[Data entries]
·····
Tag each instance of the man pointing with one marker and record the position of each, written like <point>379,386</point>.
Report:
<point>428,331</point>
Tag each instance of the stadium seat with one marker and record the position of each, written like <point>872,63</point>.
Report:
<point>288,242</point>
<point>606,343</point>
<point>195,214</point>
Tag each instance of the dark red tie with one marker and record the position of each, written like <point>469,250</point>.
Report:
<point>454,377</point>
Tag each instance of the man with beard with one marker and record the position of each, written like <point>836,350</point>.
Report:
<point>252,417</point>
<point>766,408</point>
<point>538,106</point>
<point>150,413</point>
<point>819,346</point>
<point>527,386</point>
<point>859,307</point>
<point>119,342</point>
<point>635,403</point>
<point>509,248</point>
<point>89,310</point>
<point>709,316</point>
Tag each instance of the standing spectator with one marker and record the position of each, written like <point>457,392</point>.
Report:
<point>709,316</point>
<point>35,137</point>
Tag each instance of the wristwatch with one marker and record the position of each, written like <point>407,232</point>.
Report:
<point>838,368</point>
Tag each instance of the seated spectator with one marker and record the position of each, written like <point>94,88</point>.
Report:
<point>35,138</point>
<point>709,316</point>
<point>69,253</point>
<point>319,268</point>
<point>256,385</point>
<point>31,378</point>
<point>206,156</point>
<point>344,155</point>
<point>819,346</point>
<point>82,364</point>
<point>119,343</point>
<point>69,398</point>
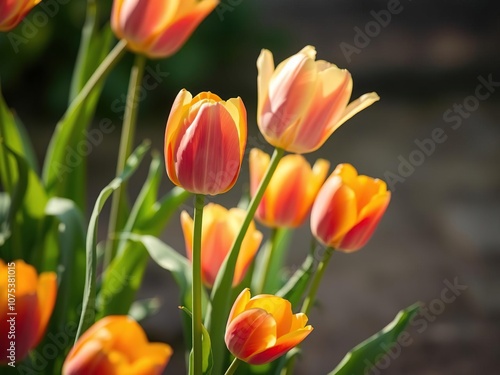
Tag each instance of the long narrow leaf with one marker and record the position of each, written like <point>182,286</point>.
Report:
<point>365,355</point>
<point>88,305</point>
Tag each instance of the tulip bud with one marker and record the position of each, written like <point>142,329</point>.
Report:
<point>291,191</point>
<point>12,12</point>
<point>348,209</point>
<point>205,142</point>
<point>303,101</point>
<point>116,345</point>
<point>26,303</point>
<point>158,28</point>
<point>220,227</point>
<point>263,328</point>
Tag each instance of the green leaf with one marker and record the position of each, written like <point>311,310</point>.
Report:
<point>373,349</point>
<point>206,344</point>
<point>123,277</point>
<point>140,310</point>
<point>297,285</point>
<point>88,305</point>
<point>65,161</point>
·····
- **To do**
What is needed is an exact reprint of every entry, pictures excluded.

- **Completed exercise**
Tag each instance of the man pointing with one marker and record the position of each, written like <point>379,386</point>.
Report:
<point>428,331</point>
Tag each instance of the stadium seat with one marker and record the position of each, written like <point>872,63</point>.
Report:
<point>288,242</point>
<point>606,343</point>
<point>195,214</point>
Tag each instance of the dark red tie with one marker and record the position of each, written like <point>469,250</point>.
Report:
<point>454,377</point>
Tag each instance of the man with beard with one marker and record the position of each, written like <point>836,350</point>.
Report:
<point>252,417</point>
<point>766,408</point>
<point>538,106</point>
<point>150,413</point>
<point>819,346</point>
<point>527,386</point>
<point>859,307</point>
<point>119,342</point>
<point>635,403</point>
<point>509,248</point>
<point>89,310</point>
<point>709,316</point>
Tag each instance of the standing spectator with one marker and record the position of each, written like <point>457,392</point>.
Report:
<point>709,316</point>
<point>35,137</point>
Tag each instance of the wristwatch with one marker and record the position of each, written like <point>407,232</point>.
Report:
<point>838,368</point>
Tag each instance of the seated spectator with one marker and record the position of each, written like <point>94,88</point>.
Report:
<point>35,138</point>
<point>709,316</point>
<point>69,253</point>
<point>319,268</point>
<point>256,385</point>
<point>31,378</point>
<point>206,156</point>
<point>344,155</point>
<point>819,346</point>
<point>82,364</point>
<point>119,343</point>
<point>69,398</point>
Tag each instance of the long narrow leaf with one marker and record the position of each, written like <point>182,286</point>.
Report:
<point>365,355</point>
<point>88,305</point>
Tag each instance of the tulip bud with one marker and record the position of each, written like <point>142,329</point>.
Report:
<point>291,191</point>
<point>12,12</point>
<point>348,209</point>
<point>205,142</point>
<point>303,101</point>
<point>116,345</point>
<point>26,303</point>
<point>158,28</point>
<point>220,227</point>
<point>263,328</point>
Tag each instance of the green leaf with one marker and record the position of each, written like <point>311,310</point>.
Report:
<point>373,349</point>
<point>206,344</point>
<point>123,277</point>
<point>140,310</point>
<point>297,285</point>
<point>88,305</point>
<point>65,161</point>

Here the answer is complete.